The authors first investigated physiologic responses and pharmacokinetics of a single 0.33 mg/kg dose of oral betamethasone phosphate or dexamethasone phosphate (calculated to compensate for an estimated bioavailability of 80% of the intramuscular dose). A single dose of oral betamethasone phosphate had comparable lung maturational effects to intramuscular Celestone at 2 days, but had lost efficacy by 5 days, likely due to its shorter half-life compared to betamethasone acetate. However, when two doses of 0.16 mg/kg were given 24 h apart, the pulmonary effects of oral betamethasone were similar to the effects of IM Celestone through the end of the 7-day study period. In addition, this regimen resulted in a lower peak concentration than the single oral dose or the IM dose, thus decreasing fetal exposure to the drug.

In a surprising finding, they discovered that the same dose of dexamethasone resulted in 4-fold lower serum concentrations in both maternal and fetal plasma and had no significant effect on lung maturation. However, based on limited human pharmacokinetic data,4,13,14,15,16 the difference between dexamethasone and betamethasone bioavailability observed in sheep does not occur in humans. In addition, the maternal:fetal distribution is different in sheep than in humans, requiring higher dosing in the sheep. These species differences serve as a reminder of the need to be vigilant regarding the limitations of animal models for human biology. The numerous obstacles to studying corticosteroid pharmacokinetics and biologic effects in pregnant women and fetuses will be difficult to surmount, but it is encouraging that a comparative pharmacokinetic study is underway in women (NCT03668860). The current report provides clear proof of principle that, in the sheep, oral administration of betamethasone enhances lung maturation. In addition, these results suggest that a lower dose of oral betamethasone or dexamethasone phosphate may provide efficacy comparable to Celestone while decreasing peak fetal exposure for human infants.

Data provided »
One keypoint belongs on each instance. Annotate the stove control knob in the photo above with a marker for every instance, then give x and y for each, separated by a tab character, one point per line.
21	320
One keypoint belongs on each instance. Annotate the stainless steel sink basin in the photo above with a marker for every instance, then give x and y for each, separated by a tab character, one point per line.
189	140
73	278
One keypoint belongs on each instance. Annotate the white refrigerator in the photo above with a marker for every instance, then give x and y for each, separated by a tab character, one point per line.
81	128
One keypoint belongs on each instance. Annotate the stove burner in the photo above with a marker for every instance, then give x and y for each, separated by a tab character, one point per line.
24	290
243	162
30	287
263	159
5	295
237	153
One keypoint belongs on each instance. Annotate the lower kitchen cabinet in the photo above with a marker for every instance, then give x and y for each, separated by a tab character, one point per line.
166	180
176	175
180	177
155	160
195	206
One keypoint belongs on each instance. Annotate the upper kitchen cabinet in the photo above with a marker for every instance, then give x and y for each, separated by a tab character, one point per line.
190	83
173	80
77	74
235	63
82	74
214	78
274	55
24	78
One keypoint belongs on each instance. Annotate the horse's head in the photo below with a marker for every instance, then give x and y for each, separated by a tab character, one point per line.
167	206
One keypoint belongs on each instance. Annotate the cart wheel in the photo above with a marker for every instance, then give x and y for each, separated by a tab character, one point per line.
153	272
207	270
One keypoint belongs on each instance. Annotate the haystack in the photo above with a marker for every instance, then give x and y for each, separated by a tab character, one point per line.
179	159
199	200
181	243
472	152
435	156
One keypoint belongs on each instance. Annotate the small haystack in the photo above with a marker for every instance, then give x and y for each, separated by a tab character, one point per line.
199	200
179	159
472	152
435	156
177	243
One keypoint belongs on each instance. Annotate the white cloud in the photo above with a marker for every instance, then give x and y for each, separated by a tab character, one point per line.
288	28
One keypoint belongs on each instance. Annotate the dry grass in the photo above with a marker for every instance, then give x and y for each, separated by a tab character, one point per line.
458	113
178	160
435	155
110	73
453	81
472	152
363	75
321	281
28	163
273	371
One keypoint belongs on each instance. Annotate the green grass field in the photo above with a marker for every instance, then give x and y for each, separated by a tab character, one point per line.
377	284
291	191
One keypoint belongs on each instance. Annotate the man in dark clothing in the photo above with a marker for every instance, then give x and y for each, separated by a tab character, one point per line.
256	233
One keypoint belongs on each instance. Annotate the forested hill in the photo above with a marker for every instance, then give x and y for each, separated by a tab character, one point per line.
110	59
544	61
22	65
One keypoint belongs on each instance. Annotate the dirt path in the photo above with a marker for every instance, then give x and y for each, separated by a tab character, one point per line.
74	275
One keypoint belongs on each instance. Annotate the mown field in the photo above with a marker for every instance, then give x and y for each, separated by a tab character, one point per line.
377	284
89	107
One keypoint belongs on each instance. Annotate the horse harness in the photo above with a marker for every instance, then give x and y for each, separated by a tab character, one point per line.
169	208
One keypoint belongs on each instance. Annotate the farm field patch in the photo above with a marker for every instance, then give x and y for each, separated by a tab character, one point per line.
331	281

Exercise instructions »
- a) Write out the corticosteroid passage word for word, starting at "The authors first" and ending at "to the drug.".
- b) According to the corticosteroid passage, what effect did the same dose of dexamethasone have on lung maturation in the sheep?
- c) Continue the corticosteroid passage from where it stops.

Results in order »
- a)
The authors first investigated physiologic responses and pharmacokinetics of a single 0.33 mg/kg dose of oral betamethasone phosphate or dexamethasone phosphate (calculated to compensate for an estimated bioavailability of 80% of the intramuscular dose). A single dose of oral betamethasone phosphate had comparable lung maturational effects to intramuscular Celestone at 2 days, but had lost efficacy by 5 days, likely due to its shorter half-life compared to betamethasone acetate. However, when two doses of 0.16 mg/kg were given 24 h apart, the pulmonary effects of oral betamethasone were similar to the effects of IM Celestone through the end of the 7-day study period. In addition, this regimen resulted in a lower peak concentration than the single oral dose or the IM dose, thus decreasing fetal exposure to the drug.

- b) It had no significant effect on lung maturation.

- c)
Oral dosing of ACS for lung maturation in human newborn infants would be a lower cost, more easily accessible treatment option, potentially leading to broader global adoption. However, the unexpected increase in infections and neonatal mortality seen in a previous trial of ACS (IM dexamethasone) in low–middle-income countries is a reminder that numerous known and unknown factors will influence outcomes in different countries and health care delivery settings.17 Citing a “clear justification for further randomized controlled trials to evaluate the efficacy of ACS in facility settings in lower-income countries,” the World Health Organization established an international research collaboration to undertake two trials of antenatal corticosteroids in pregnancies at risk of preterm delivery, one enrolling women before 34 weeks gestation and the second between 34 and 36 weeks gestation.18

If proven beneficial through careful clinical trials with comprehensive evaluation, a lower dose and oral administration would be an enormous step toward making “the most effective underutilized treatment available to improve outcomes for fetuses at risk for preterm delivery8” more globally available and safer. Ultimately, children and society in general will be best served by improved availability and resources for family planning and perinatal care combined with optimal preventative therapy for improving the outcome of infants born prematurely.